## Brief
Please retype every one of the records below word for word, leaving the pictures out of your answer.

## Records for the exercise
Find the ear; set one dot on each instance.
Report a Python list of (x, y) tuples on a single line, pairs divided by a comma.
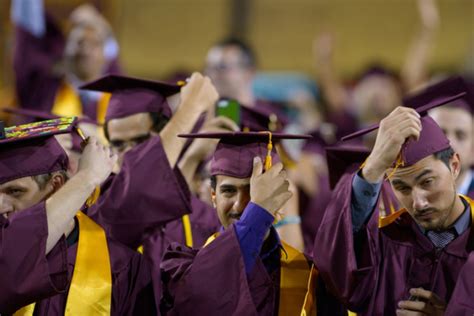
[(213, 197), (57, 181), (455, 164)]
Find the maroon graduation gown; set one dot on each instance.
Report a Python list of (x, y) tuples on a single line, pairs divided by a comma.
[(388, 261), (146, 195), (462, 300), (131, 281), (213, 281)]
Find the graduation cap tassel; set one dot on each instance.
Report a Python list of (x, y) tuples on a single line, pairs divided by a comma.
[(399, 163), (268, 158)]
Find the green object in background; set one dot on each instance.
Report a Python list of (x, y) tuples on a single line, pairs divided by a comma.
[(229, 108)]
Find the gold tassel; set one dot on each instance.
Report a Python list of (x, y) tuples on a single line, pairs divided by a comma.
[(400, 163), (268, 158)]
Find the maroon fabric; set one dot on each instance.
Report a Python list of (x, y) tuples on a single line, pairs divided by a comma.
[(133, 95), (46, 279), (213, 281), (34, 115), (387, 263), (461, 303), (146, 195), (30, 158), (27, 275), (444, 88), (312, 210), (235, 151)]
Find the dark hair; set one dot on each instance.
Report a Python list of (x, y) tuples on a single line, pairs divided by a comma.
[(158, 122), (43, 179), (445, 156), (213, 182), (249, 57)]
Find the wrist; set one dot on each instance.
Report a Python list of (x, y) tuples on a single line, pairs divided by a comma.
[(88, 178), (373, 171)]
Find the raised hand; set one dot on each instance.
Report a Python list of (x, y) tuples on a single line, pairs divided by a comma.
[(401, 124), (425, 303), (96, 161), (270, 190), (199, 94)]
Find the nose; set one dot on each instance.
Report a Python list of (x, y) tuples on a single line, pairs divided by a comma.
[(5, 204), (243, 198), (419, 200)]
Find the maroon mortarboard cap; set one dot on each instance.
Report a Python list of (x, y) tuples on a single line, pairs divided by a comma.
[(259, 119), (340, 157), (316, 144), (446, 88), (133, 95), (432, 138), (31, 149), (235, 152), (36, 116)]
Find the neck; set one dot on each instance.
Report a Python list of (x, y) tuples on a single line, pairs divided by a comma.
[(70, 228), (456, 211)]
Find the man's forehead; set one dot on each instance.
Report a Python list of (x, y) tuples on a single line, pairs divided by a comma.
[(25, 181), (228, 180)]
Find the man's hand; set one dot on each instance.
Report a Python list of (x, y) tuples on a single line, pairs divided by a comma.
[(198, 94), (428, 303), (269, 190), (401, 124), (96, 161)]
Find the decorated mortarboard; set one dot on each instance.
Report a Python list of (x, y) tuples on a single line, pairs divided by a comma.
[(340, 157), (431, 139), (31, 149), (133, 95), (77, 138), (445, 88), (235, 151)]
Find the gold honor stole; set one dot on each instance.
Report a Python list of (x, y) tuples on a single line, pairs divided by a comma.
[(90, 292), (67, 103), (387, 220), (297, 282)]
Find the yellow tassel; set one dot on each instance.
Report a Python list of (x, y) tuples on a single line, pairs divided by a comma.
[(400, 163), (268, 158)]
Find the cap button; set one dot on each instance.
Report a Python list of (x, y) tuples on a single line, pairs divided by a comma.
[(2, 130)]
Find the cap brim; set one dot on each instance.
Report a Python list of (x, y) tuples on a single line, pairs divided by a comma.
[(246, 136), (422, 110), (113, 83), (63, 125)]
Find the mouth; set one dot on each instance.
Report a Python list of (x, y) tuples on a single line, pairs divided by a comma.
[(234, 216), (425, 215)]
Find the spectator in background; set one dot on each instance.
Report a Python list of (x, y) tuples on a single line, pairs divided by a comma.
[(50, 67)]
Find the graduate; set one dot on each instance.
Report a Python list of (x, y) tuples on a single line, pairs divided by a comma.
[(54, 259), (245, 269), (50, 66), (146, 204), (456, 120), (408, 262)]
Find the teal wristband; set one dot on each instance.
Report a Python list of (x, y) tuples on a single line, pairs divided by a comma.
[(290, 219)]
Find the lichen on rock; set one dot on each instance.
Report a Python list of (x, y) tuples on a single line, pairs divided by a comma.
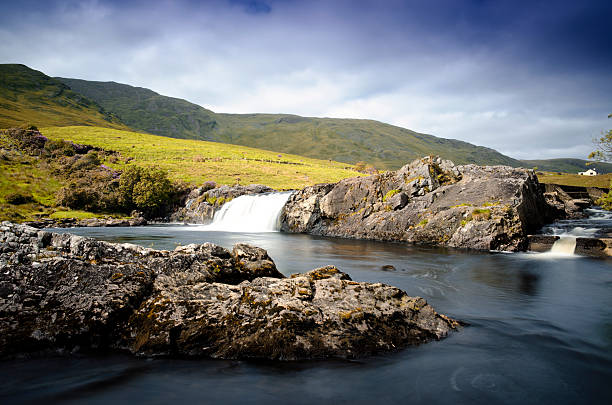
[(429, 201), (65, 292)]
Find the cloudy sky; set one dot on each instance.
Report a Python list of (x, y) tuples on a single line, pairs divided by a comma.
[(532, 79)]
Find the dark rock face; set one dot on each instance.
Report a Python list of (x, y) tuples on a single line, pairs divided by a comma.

## Solution
Find the ear; set one dot on each instance.
Report a Python list of (x, y) tuples on a single line, pairs divided by a comma.
[(213, 197), (57, 181), (455, 164)]
Find the maroon graduation gown; set one dot on each instance.
Report a Python list of (x, y) tuples on a single line, pairs divided by a comma.
[(388, 261), (146, 195), (462, 300), (131, 281), (213, 281)]
Find the graduation cap tassel; set one dot on each instance.
Report a Python list of (x, y) tuples on a single line, pairs divided by a comma.
[(399, 163), (268, 158)]
Find the green object in background; set one dot on each instance.
Report a Python list of (x, y) tuples on a single line, pairs divided by a comma.
[(229, 108)]
Find the gold tassel; set one dot on each instance.
Report a Python list of (x, y) tuples on a single line, pairs divided by a comma.
[(400, 163), (268, 158)]
Find the maroon fabric; set one dot on each instance.
Report a Python list of (x, y) tuples on a single line, pairs divided by a comma.
[(133, 95), (46, 279), (213, 281), (34, 115), (387, 263), (461, 303), (146, 195), (30, 158), (27, 275), (444, 88), (312, 210), (235, 151)]
Find the dark hair; set one dot on each instance.
Report a Python list of (x, y) tuples on a single line, pairs divided by a comma.
[(158, 122), (43, 179), (445, 156), (213, 182), (249, 57)]
Find the wrist; set one dot on each instance.
Report a Python list of (x, y) tuples on a single line, pairs divided by a comma.
[(88, 178), (373, 171)]
Find the raised hand; set one dot on each instance.
Report a Python list of (x, y) tuples on a single line, pairs divided by a comma.
[(401, 124), (425, 303), (96, 161), (270, 190), (199, 94)]
Find the nose; set one dot on each instance.
Report a Python list of (x, y) tuples on a single line, pairs divided by a comma.
[(5, 204), (243, 198), (419, 200)]
Find the maroon mortarboard cap; set one dot on each instance.
Report a Python list of (x, y) tuples on a single line, pairs divided by a comma.
[(259, 119), (340, 157), (316, 144), (446, 88), (133, 95), (432, 138), (31, 149), (235, 152), (36, 116)]
Find the neck; set one dot on each instance.
Report a Python list of (x, y) tuples on a single line, pairs divided by a comma.
[(70, 228), (456, 211)]
Find the man's forehead; set one dot on each instance.
Report a Python list of (x, y) tuples on a single line, pairs divided by a comma.
[(25, 181), (228, 180)]
Find the man's hand; set one dot on each instance.
Report a Python list of (x, y) tuples on a single line, pairs divided by a comma.
[(198, 94), (428, 303), (269, 190), (401, 124), (96, 161)]
Find the decorated mortarboard; set one dot on each instance.
Report a Python list of (x, y) tuples on a single line, pairs divided by a comma.
[(340, 157), (431, 139), (31, 149), (133, 95), (77, 138), (445, 88), (235, 151)]
Find the gold honor stole; set one dot on each instance.
Report a Python list of (x, y) tuples on a single line, pairs divided by a comma.
[(90, 292), (67, 103), (387, 220), (297, 282)]
Find the yellow tassel; set one dot on each instance.
Report a Python list of (x, y) tuples on a single line, pairs divided by a comma.
[(400, 163), (268, 158)]
Find the cap button; set one dot on each instance.
Report a Python list of (x, y) tuples on a single line, pairs divided by a comma.
[(2, 130)]
Find the cap brim; set one dot on each instance.
Report a Python list of (x, y) tuples on a single line, pairs divided by a comma.
[(246, 136), (422, 110), (113, 83), (63, 125)]
Find the mouth; set one dot on each instance.
Report a Python list of (x, y) tuples on a single line, pairs divided by a comma.
[(234, 216), (425, 215)]
Find the spectator in background; set one dot on each instance.
Report a Python list of (x, y) tuples on a single line, pairs divided by a comma.
[(50, 67)]
Find the graduate; set one dot on each instance.
Report a Python list of (x, y) tuples on a single line, pairs divided by a comma.
[(54, 259), (245, 269), (50, 66), (146, 204), (456, 120), (408, 262)]
Find the teal wristband; set one dot on each instance.
Report a Python list of (x, y) tuples on a single line, pairs divided by a comma.
[(290, 219)]
Find the lichen on rock; set one dot on each instance.
Report a Python list of (x, y) tuples on a single line, pairs divided by a comma.
[(429, 201), (65, 292)]
Find the cloudy sky; set one dot on each instance.
Report a Python list of (x, y) tuples on a single line, pairs divided by a comma.
[(532, 79)]
Find the dark rock face; set one dot on each instance.
Report a Python list of (x, y) tuples on a single line, pairs divided by a comma.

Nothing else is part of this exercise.